- [EXERCISE DETAILS]: Lay out the listing as a numbered list, one line per item and blank lines left out, running from the first line of the listing through the line that contains "L 67 53 L 72", both ends included.

* Start *

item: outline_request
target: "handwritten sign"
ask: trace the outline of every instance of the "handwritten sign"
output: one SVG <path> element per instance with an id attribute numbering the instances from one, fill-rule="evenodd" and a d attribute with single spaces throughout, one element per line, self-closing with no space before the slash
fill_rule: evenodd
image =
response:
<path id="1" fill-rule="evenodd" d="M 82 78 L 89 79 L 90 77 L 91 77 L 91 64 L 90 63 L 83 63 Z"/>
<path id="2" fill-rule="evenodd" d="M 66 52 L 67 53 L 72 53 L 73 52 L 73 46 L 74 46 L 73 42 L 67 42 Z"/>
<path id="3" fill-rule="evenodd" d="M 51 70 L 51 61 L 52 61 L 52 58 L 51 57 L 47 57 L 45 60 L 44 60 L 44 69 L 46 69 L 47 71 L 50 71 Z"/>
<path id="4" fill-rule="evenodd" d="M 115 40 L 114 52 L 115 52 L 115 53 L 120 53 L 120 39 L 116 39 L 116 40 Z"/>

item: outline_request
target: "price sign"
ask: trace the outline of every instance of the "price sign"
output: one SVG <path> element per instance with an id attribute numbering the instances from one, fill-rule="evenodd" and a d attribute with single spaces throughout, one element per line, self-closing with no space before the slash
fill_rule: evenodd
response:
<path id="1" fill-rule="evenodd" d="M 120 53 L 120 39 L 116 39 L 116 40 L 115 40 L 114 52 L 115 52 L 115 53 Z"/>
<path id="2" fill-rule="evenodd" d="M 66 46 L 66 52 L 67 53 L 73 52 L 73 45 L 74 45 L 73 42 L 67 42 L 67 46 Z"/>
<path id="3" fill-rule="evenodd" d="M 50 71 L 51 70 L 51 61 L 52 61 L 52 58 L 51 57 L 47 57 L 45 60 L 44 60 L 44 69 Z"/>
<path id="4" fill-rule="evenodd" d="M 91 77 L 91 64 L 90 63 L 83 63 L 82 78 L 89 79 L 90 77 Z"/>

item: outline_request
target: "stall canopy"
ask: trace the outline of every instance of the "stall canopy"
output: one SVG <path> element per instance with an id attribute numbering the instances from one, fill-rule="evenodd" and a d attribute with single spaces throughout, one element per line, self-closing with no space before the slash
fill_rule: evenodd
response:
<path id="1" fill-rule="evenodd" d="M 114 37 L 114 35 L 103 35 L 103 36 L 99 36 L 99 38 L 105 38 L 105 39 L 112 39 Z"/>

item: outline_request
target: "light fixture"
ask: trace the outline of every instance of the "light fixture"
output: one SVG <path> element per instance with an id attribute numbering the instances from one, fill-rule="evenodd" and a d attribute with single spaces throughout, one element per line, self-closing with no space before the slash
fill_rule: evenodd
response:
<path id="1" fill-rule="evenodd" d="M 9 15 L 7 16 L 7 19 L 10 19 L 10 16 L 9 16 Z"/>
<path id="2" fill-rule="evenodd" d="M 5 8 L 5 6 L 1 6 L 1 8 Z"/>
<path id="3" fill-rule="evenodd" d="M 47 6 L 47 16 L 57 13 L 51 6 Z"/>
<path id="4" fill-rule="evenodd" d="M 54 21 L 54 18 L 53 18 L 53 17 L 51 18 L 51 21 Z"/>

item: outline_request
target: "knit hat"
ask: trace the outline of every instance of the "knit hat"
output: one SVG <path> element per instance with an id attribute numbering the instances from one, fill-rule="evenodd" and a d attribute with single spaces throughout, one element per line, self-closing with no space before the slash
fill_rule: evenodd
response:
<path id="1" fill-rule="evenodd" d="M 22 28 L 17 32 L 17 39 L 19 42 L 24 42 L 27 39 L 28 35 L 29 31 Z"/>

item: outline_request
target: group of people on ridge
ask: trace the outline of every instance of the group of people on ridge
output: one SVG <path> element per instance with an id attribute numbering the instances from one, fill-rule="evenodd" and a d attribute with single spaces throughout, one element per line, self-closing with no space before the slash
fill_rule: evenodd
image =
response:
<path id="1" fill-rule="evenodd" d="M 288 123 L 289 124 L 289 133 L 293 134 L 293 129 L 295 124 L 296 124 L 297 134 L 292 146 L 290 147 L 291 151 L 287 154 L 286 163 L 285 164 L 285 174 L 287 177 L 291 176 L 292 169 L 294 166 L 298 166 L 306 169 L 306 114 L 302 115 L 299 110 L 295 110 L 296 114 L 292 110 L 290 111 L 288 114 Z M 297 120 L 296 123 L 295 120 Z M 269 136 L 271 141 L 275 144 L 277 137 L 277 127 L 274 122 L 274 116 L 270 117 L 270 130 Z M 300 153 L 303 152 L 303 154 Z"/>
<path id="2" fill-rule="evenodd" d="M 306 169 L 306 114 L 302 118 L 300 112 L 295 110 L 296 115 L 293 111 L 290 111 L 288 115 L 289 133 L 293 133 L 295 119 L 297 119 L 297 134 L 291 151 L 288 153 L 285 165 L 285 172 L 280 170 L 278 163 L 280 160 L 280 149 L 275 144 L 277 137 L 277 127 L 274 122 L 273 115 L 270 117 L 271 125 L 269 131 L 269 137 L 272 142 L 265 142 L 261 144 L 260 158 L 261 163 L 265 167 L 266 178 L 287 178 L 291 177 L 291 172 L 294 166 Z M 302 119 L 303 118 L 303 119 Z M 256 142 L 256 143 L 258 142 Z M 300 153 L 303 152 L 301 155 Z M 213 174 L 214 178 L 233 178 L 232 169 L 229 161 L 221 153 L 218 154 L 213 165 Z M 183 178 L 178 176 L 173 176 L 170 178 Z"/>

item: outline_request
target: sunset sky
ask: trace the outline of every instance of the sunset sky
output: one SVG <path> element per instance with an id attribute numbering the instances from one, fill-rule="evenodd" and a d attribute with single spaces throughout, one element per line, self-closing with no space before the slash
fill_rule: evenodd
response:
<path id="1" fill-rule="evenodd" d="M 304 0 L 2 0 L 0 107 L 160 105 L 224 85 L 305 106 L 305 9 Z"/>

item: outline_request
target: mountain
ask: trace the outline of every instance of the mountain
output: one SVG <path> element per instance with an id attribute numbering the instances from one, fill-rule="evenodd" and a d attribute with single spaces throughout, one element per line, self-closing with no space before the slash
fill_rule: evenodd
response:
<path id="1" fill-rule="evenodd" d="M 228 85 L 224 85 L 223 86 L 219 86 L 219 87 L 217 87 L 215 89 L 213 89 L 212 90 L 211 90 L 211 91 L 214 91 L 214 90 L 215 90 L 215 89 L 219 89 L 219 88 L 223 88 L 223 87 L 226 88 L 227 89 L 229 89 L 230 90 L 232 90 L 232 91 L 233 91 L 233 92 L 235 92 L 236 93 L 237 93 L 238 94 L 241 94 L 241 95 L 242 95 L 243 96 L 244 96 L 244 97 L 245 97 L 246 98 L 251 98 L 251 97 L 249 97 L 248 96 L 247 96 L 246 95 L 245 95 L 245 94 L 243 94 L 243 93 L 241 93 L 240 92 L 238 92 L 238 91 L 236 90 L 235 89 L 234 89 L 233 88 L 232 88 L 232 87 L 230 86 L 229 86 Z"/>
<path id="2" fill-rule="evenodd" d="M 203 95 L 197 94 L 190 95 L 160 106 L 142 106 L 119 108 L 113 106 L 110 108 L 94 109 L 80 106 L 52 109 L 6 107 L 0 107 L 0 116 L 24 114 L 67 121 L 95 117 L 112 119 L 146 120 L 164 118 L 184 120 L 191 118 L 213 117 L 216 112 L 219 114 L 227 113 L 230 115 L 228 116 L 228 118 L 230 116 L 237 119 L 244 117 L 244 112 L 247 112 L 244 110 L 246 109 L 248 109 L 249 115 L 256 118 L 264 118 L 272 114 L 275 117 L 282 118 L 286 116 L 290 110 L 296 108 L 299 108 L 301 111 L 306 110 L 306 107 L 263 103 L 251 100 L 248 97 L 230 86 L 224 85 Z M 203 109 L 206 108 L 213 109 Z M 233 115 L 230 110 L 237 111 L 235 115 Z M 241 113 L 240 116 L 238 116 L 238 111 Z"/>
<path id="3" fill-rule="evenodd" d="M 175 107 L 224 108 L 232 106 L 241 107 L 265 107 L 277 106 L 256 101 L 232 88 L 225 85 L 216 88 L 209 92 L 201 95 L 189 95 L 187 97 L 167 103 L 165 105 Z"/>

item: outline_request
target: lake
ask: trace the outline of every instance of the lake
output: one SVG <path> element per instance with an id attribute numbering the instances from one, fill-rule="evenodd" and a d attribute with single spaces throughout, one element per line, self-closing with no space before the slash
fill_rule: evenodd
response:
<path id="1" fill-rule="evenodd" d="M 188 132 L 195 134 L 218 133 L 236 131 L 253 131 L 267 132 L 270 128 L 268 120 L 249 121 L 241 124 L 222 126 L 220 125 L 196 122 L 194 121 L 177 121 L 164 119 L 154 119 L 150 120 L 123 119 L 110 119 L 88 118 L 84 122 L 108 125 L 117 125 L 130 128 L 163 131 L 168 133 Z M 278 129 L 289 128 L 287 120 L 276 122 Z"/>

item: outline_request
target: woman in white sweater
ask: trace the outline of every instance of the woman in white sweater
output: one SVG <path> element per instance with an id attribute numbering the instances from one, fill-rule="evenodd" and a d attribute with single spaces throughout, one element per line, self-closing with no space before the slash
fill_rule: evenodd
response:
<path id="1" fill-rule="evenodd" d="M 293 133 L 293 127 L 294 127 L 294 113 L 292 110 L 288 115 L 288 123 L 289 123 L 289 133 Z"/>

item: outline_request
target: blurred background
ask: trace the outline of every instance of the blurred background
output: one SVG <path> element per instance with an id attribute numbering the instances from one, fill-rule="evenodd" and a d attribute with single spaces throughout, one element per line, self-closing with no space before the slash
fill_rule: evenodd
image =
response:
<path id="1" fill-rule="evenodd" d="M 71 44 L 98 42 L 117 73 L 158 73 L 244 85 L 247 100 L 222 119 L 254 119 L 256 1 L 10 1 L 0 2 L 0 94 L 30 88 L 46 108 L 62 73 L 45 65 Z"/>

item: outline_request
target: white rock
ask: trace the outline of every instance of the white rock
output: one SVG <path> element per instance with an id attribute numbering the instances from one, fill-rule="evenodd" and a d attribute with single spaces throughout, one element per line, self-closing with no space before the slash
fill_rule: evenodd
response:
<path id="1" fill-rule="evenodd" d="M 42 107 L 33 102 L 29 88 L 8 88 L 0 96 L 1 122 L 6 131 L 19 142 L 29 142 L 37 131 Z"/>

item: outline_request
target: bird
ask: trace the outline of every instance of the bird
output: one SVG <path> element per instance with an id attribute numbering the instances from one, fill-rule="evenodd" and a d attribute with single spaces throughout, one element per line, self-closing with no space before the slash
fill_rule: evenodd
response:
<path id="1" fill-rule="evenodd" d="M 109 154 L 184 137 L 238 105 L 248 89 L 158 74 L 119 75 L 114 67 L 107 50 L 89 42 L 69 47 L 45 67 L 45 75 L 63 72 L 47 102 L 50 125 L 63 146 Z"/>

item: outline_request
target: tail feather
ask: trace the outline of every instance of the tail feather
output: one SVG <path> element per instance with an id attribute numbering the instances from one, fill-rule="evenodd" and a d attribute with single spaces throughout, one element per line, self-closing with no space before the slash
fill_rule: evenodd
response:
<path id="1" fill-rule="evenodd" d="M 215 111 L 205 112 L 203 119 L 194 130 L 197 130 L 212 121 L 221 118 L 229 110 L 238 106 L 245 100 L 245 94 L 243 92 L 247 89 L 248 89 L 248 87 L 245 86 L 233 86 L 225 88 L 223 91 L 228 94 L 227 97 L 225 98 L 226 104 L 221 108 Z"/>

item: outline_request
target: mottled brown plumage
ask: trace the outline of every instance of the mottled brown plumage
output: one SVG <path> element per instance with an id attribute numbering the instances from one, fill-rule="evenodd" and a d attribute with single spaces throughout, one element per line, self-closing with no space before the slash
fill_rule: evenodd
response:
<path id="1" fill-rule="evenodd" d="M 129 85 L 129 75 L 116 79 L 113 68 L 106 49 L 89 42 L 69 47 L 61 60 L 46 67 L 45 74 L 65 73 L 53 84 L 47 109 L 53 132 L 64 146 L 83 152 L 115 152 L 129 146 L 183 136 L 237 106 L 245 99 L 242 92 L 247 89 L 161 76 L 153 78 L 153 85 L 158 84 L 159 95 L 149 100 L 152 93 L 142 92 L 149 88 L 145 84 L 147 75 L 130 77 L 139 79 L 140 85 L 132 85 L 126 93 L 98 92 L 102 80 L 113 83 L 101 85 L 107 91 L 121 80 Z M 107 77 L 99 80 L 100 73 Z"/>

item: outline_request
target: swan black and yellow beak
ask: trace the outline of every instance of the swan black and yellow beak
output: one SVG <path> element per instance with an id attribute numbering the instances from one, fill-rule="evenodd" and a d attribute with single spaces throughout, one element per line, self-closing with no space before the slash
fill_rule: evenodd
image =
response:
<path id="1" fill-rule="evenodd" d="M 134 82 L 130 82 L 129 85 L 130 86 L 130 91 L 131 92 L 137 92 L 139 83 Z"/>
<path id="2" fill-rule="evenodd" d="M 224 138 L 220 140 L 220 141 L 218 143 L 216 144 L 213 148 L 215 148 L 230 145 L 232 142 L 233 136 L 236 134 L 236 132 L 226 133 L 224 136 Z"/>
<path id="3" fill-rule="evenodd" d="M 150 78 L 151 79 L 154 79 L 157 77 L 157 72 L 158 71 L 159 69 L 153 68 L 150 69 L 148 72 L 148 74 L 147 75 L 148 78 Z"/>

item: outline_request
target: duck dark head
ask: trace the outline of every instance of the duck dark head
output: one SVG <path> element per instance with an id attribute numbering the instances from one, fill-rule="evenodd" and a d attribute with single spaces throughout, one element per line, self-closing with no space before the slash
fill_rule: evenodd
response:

* End *

- [ANSWER TO THIS PROBLEM]:
1. item: outline_request
2. target: "handwritten sign"
3. ask: trace the outline of every instance of the "handwritten sign"
4. output: one SVG <path> element per instance with an id attribute numbering the instances from one, fill-rule="evenodd" and a d attribute with single spaces throughout, one element per line, self-closing with no space before the slash
5. fill_rule: evenodd
6. image =
7. response:
8. <path id="1" fill-rule="evenodd" d="M 82 78 L 89 79 L 90 77 L 91 77 L 91 64 L 90 63 L 83 63 Z"/>
9. <path id="2" fill-rule="evenodd" d="M 66 52 L 67 53 L 72 53 L 73 52 L 73 46 L 74 46 L 73 42 L 67 42 Z"/>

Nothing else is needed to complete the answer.